→ The request: Reproduce verbatim only the lines from the one containing "the wooden plank" through the last line below, both included.

→ Input for this task:
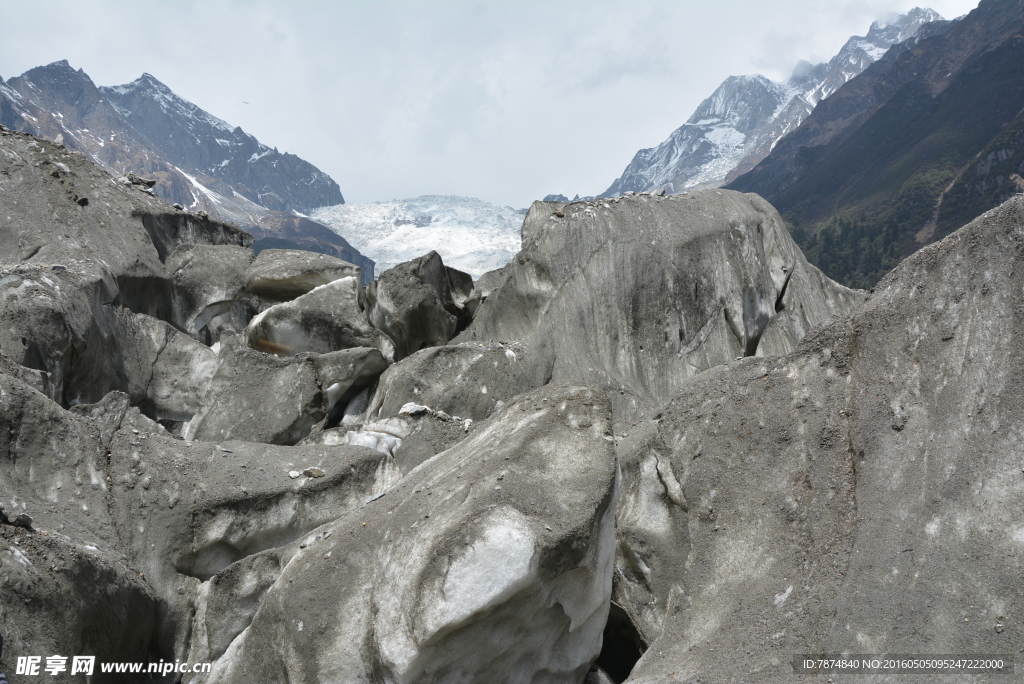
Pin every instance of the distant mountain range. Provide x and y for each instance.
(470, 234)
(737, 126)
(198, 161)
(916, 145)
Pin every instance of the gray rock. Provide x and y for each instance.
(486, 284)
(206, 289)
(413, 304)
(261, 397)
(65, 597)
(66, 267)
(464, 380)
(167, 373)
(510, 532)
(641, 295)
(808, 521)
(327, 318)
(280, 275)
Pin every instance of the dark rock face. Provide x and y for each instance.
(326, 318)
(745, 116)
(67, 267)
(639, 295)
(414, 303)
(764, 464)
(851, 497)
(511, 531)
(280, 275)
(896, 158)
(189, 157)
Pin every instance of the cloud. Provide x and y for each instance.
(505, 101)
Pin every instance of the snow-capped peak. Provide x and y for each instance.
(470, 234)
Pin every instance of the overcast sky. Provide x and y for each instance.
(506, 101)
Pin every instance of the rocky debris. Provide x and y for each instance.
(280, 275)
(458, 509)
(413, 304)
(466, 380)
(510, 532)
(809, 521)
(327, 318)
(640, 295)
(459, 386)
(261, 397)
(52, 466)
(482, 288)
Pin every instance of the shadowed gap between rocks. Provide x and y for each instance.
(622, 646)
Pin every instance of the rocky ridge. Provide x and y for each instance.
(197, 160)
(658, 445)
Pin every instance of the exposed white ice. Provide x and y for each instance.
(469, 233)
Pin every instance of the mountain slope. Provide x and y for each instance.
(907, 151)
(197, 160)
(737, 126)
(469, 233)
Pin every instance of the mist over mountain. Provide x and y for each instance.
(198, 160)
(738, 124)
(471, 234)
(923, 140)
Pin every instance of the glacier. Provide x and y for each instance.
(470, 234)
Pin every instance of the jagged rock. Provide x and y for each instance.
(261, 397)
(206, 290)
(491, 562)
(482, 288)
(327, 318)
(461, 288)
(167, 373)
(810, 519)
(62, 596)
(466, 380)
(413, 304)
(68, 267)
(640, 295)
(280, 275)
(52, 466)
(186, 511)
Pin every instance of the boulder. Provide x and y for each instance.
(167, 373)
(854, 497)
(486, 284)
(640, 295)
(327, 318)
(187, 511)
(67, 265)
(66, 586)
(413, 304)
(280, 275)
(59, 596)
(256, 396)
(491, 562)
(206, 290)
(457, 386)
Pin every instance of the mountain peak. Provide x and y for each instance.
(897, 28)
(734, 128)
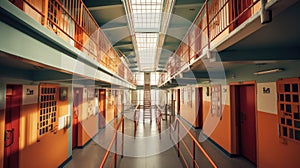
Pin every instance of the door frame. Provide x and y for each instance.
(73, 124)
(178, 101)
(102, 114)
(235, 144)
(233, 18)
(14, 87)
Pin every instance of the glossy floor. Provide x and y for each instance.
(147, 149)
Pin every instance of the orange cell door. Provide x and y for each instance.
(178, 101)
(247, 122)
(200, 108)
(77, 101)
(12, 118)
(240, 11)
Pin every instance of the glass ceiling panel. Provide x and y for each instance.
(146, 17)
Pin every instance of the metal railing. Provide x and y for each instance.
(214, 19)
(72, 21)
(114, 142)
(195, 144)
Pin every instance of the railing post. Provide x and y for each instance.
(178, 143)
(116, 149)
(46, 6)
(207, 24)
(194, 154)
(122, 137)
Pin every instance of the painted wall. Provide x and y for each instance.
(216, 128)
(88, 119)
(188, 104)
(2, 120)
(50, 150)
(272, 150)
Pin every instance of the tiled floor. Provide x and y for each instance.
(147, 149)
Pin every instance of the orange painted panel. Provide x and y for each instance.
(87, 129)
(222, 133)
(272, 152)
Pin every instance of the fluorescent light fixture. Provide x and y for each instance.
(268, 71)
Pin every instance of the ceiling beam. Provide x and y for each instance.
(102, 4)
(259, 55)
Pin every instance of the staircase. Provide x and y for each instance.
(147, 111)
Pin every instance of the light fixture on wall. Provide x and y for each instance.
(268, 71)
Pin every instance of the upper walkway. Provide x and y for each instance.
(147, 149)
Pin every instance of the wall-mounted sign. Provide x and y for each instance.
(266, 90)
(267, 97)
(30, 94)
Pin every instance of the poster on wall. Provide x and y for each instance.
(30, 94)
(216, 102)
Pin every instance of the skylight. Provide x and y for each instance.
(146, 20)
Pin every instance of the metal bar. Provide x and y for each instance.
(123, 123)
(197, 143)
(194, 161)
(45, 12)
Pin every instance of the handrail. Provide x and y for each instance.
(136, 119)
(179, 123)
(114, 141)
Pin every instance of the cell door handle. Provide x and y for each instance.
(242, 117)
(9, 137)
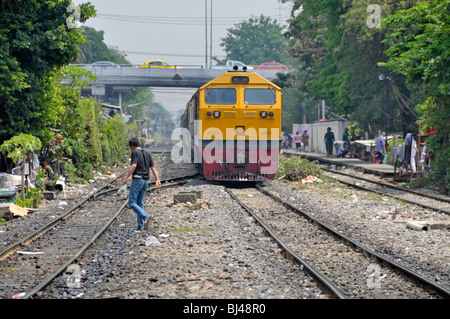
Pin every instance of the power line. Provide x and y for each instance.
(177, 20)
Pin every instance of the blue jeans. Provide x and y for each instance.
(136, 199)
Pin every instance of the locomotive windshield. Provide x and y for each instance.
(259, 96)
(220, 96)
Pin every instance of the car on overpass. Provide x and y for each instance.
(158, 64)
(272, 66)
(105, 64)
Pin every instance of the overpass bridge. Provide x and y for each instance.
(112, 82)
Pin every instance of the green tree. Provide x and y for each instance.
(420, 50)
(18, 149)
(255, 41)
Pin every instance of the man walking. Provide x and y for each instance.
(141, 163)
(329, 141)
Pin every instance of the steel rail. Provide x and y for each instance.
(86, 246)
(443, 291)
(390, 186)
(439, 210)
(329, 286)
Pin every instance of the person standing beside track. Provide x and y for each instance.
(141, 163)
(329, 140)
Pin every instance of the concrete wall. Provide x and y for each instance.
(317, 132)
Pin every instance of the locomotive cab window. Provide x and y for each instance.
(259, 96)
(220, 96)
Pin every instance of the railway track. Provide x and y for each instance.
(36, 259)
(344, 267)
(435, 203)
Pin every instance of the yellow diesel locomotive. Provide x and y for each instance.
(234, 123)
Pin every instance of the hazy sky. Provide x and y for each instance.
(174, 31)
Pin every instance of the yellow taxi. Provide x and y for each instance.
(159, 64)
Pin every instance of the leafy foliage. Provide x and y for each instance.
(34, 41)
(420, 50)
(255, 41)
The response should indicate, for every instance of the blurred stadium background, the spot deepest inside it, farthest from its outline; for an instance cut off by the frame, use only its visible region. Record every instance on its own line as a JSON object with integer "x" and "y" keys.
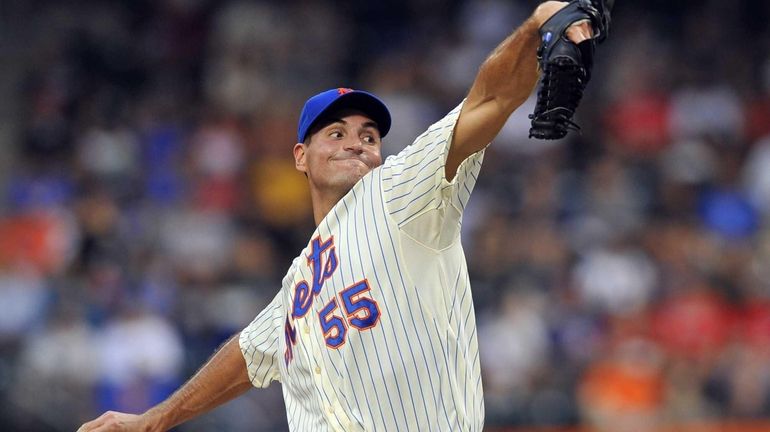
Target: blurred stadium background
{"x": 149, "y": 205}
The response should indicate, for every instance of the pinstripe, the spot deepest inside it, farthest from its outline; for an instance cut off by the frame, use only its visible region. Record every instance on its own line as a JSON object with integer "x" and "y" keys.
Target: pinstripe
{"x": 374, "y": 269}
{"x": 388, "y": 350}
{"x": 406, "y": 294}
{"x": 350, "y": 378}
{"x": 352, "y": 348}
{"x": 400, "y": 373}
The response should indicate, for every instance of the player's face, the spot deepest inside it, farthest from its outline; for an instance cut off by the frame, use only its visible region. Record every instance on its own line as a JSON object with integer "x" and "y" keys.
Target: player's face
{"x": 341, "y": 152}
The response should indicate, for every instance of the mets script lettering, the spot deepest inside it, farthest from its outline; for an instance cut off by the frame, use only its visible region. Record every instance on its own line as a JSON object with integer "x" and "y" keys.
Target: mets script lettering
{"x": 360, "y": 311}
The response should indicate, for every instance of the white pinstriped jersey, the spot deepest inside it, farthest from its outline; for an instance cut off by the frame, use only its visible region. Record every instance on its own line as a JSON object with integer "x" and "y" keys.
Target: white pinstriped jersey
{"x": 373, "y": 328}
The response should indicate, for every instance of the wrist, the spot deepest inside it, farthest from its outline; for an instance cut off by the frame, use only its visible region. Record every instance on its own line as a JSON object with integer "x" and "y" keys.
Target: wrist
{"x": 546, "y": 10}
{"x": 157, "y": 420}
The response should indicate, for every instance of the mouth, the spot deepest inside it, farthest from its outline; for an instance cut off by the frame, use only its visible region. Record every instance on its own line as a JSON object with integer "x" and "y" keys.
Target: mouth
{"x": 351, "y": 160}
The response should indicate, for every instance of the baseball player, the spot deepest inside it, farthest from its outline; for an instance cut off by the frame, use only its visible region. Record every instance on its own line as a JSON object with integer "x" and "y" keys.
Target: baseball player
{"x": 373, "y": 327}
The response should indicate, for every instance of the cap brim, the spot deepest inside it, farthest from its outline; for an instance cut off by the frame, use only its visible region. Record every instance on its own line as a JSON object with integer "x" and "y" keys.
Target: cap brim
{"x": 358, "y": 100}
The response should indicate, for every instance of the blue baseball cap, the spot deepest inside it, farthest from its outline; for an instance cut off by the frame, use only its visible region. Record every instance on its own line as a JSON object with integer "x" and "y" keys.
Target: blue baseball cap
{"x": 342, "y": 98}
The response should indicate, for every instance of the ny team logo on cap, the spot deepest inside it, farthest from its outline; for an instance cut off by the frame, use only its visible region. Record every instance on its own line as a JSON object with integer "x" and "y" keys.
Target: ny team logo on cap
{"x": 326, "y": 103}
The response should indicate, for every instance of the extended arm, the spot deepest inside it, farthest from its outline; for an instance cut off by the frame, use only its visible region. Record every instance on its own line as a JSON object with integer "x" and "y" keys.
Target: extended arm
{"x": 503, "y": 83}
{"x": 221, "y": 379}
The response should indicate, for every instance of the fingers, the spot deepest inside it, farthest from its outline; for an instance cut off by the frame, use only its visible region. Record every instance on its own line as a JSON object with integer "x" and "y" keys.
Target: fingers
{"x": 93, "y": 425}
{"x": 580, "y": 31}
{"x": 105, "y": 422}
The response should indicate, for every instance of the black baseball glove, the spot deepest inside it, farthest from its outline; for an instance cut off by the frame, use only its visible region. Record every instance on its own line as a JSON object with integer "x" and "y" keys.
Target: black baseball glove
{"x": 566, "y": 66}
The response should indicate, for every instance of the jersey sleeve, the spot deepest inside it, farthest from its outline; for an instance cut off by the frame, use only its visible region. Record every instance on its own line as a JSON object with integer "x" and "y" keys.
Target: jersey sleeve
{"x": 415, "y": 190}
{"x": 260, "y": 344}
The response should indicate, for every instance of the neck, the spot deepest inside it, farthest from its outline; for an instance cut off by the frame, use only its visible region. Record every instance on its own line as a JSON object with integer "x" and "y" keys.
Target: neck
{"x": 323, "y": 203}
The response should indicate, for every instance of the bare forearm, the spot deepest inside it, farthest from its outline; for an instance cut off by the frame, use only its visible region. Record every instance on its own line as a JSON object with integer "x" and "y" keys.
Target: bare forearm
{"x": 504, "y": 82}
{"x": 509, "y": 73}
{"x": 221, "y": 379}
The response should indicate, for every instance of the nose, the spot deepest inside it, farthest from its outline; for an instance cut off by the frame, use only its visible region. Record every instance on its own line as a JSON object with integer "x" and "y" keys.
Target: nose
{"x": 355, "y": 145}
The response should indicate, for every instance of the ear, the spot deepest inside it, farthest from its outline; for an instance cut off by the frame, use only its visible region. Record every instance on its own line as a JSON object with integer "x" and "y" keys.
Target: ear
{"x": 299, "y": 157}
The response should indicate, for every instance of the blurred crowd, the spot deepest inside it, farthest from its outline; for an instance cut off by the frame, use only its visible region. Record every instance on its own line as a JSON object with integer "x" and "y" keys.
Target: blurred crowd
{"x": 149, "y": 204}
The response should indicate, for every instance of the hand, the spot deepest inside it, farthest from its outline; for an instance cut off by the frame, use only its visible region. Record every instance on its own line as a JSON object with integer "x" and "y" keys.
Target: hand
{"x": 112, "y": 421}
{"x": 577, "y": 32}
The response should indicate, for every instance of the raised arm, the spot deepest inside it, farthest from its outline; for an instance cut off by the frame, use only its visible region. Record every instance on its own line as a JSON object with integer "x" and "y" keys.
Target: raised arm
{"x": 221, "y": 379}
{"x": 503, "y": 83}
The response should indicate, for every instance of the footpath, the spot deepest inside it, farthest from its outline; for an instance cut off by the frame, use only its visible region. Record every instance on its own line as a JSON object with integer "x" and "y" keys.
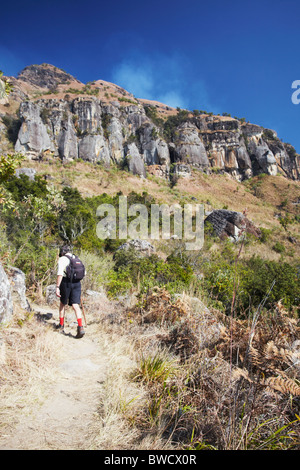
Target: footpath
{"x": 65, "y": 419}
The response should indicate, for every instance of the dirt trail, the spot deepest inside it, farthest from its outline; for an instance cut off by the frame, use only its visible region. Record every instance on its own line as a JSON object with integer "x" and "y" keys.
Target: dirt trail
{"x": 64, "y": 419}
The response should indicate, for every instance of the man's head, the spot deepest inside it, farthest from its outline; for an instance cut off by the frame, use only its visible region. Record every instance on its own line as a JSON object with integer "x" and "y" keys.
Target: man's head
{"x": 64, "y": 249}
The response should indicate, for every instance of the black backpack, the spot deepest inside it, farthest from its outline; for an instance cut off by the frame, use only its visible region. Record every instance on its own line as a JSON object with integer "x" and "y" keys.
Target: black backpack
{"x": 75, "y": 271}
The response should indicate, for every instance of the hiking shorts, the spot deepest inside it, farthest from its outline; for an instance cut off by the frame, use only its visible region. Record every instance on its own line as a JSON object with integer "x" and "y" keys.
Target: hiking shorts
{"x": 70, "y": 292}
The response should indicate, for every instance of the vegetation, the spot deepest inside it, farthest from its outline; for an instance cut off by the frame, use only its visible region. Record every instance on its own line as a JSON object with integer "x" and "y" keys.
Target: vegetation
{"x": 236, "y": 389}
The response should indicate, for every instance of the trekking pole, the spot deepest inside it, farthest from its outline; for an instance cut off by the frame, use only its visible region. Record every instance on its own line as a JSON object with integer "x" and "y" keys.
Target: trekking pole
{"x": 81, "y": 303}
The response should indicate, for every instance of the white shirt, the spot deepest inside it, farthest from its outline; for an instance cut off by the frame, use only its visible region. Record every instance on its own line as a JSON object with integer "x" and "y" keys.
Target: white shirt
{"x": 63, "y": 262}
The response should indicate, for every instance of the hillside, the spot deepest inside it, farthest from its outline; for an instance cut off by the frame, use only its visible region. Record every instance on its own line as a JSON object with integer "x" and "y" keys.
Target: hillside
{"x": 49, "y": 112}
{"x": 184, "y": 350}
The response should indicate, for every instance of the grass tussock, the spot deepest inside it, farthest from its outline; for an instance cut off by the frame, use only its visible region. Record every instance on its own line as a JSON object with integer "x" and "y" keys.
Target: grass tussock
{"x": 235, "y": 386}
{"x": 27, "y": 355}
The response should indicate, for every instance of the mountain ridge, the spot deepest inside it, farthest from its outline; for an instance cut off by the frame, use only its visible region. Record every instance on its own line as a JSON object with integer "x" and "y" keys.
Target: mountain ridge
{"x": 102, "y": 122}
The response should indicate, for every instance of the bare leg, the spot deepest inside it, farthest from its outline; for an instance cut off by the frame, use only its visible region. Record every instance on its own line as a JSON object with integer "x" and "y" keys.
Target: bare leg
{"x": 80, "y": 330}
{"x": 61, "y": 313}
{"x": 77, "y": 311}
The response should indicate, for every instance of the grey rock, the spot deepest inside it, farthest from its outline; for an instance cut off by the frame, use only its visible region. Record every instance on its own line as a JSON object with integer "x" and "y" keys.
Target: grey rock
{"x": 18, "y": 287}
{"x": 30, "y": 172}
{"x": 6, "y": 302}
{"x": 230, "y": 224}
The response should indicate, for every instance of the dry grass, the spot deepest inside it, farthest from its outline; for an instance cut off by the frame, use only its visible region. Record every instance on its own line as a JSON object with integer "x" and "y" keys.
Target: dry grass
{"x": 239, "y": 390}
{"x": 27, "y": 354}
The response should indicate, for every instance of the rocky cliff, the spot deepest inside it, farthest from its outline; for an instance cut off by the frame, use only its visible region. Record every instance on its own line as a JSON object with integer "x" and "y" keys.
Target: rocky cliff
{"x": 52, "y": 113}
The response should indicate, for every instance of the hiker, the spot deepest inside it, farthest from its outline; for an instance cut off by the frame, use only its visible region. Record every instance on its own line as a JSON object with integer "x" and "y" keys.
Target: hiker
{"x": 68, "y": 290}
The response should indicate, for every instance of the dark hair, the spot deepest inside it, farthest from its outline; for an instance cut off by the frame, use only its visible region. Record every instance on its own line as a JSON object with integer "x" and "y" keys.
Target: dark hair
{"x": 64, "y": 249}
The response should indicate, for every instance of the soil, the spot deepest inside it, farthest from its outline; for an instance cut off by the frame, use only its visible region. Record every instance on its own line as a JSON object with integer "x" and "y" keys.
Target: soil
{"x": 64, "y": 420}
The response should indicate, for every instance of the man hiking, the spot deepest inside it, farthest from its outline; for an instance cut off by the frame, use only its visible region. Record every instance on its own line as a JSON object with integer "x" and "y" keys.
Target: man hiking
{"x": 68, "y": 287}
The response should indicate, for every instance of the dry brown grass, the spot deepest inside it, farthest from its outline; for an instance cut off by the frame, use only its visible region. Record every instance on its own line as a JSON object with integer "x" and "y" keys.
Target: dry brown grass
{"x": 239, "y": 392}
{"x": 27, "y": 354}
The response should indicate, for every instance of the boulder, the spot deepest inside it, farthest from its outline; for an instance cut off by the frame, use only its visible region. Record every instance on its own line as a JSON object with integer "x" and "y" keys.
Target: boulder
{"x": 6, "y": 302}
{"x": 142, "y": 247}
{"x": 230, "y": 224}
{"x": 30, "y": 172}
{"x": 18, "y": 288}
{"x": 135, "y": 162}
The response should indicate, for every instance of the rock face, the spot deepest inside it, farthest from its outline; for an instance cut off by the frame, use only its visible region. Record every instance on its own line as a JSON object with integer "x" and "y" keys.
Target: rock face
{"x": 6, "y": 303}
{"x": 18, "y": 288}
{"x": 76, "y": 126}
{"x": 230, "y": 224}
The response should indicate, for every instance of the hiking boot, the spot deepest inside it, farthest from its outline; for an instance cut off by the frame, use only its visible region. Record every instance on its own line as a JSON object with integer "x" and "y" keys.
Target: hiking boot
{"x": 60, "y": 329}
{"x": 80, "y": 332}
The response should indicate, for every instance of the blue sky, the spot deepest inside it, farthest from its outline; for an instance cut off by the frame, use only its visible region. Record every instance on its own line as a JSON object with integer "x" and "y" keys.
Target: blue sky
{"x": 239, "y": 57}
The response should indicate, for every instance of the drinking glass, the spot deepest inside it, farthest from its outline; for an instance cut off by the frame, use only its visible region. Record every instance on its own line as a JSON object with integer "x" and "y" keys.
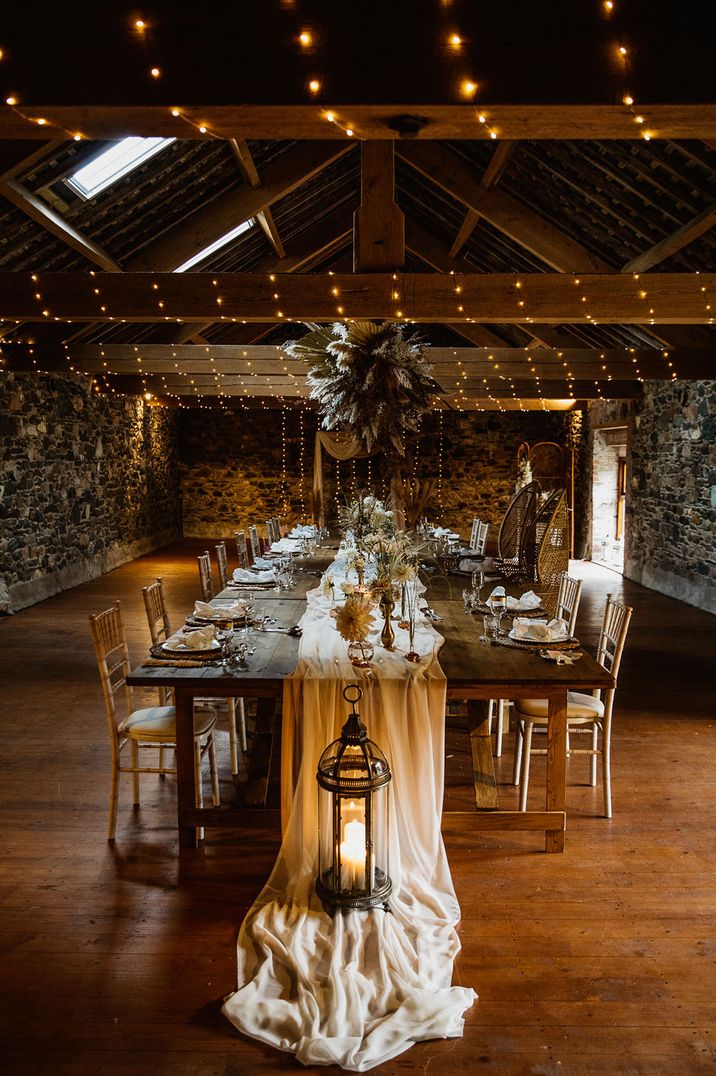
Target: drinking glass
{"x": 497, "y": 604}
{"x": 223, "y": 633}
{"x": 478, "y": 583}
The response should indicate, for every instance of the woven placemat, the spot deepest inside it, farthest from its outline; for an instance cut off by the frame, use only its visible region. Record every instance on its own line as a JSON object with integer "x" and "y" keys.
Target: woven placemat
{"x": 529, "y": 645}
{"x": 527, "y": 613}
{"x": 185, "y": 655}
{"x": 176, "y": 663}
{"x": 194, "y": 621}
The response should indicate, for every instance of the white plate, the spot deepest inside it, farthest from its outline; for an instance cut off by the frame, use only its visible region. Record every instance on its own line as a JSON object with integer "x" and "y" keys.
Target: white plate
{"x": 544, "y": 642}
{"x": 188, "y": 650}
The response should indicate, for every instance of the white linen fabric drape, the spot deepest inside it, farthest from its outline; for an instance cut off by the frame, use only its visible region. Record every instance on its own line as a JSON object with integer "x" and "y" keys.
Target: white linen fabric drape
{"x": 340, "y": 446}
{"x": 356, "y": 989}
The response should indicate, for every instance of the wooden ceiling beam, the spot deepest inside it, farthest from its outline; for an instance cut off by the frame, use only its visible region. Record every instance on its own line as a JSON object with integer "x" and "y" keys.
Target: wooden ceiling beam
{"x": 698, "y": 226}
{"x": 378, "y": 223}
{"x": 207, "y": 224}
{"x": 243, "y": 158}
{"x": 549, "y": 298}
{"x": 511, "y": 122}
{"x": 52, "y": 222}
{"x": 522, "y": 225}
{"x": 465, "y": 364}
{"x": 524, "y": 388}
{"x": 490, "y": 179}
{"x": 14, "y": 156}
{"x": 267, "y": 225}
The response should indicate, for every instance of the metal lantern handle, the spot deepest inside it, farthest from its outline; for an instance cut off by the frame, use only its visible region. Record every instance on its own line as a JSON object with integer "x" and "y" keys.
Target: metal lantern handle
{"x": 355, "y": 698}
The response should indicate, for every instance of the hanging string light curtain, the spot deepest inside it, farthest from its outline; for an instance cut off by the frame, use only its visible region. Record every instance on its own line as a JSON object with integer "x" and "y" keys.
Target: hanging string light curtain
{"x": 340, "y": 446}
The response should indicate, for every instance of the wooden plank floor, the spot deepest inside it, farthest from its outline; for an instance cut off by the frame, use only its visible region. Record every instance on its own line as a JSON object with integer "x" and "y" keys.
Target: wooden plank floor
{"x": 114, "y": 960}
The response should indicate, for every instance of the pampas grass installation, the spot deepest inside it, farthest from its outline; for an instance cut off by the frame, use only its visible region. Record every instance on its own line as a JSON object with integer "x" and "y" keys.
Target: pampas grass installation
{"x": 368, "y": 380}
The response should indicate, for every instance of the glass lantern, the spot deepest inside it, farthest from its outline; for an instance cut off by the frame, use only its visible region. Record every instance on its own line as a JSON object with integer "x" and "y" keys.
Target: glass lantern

→ Answer to this task:
The response should indicate, for every instance of the wooden plank floor, the spot deepest inside it, farthest from its outline; for an instance cut off by the frame, use only its visible region. Record every instance on its own line as a JSON object with integer "x" and "y" keys.
Target: wooden plank floor
{"x": 114, "y": 960}
The response should indicate, for every instance of the pampas grass installation, the spot deepest inside it, farthest from its outline; for an instance cut off by the frame, use only its visible region. Record every instance on its own line as a JSON object with integer "x" and "y" keys.
Target: pampas grass installation
{"x": 368, "y": 380}
The response should indicate, for every instance of the glass lantern, the spot deepest inside it, farthest from its outline; for an instance cut off by the frame, use only its visible region. Record every instance on its own line as a JSON object with integer "x" and "y" keys.
Target: glass lantern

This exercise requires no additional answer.